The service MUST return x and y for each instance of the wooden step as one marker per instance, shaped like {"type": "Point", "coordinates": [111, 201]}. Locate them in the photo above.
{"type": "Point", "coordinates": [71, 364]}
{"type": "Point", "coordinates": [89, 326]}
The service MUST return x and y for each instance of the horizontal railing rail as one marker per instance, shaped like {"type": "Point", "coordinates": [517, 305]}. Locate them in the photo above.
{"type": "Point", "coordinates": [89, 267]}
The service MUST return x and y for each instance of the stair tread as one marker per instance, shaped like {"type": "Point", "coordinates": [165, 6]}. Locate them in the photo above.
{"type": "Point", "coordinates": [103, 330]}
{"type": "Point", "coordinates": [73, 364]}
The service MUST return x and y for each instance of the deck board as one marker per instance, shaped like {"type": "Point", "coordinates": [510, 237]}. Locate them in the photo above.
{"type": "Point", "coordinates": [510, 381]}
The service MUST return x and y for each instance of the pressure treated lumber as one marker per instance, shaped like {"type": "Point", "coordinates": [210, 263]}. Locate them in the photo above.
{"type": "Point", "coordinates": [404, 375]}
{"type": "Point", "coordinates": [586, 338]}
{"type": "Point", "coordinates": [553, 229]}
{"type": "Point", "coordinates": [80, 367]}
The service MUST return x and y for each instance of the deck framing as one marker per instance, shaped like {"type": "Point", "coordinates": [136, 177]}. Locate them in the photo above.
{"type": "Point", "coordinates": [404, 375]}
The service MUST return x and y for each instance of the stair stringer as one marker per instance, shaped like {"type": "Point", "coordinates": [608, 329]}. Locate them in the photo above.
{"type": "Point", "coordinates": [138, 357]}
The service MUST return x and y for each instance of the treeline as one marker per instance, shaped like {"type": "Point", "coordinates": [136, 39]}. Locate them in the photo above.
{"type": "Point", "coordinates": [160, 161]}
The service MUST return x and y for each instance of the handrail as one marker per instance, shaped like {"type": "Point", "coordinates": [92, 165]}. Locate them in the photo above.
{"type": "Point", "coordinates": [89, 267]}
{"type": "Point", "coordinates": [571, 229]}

* **The exercise**: Return the listing above in its exact form.

* **Response**:
The service MUST return x and y for each instance of the wooden step as one marker per instance, shaped like {"type": "Point", "coordinates": [111, 201]}. Locate them in the photo above.
{"type": "Point", "coordinates": [71, 364]}
{"type": "Point", "coordinates": [89, 326]}
The service MUST return x and y for each instance of the horizontal railing rail as one marker per instance, shaped like {"type": "Point", "coordinates": [517, 305]}. Locate them in the photo above.
{"type": "Point", "coordinates": [89, 267]}
The service MUST return x and y for each instance of the stair tread as one marker per instance, shaped like {"type": "Point", "coordinates": [165, 6]}. Locate them in the photo above.
{"type": "Point", "coordinates": [103, 330]}
{"type": "Point", "coordinates": [73, 364]}
The service MUST return x and y for each instance of the deck board as one marker per instance, shaped like {"type": "Point", "coordinates": [510, 237]}. Locate them in the photo above.
{"type": "Point", "coordinates": [510, 381]}
The service MUST return x and y for each instance of the pressure treated lumber as one marker per instance, shaped like {"type": "Point", "coordinates": [210, 263]}. Locate them in the photo above.
{"type": "Point", "coordinates": [404, 375]}
{"type": "Point", "coordinates": [586, 338]}
{"type": "Point", "coordinates": [553, 229]}
{"type": "Point", "coordinates": [80, 367]}
The service MUST return x and y for each instance of the deck framing as one marker per instance, shaped like {"type": "Point", "coordinates": [136, 177]}. Locate them in the photo above.
{"type": "Point", "coordinates": [404, 375]}
The service MUST return x and y for each instance of the stair stringer as one marker per instance, shaped like {"type": "Point", "coordinates": [608, 329]}. Locate them in the photo above.
{"type": "Point", "coordinates": [138, 357]}
The service MUST return x and y for each instance of the treeline as one marker per instance, shaped like {"type": "Point", "coordinates": [136, 39]}. Locate them in the photo above.
{"type": "Point", "coordinates": [160, 161]}
The service MUST return x and y for each instance of the handrail as one marker per instance, shaped like {"type": "Point", "coordinates": [92, 165]}. Locate them in the photo above.
{"type": "Point", "coordinates": [89, 267]}
{"type": "Point", "coordinates": [571, 229]}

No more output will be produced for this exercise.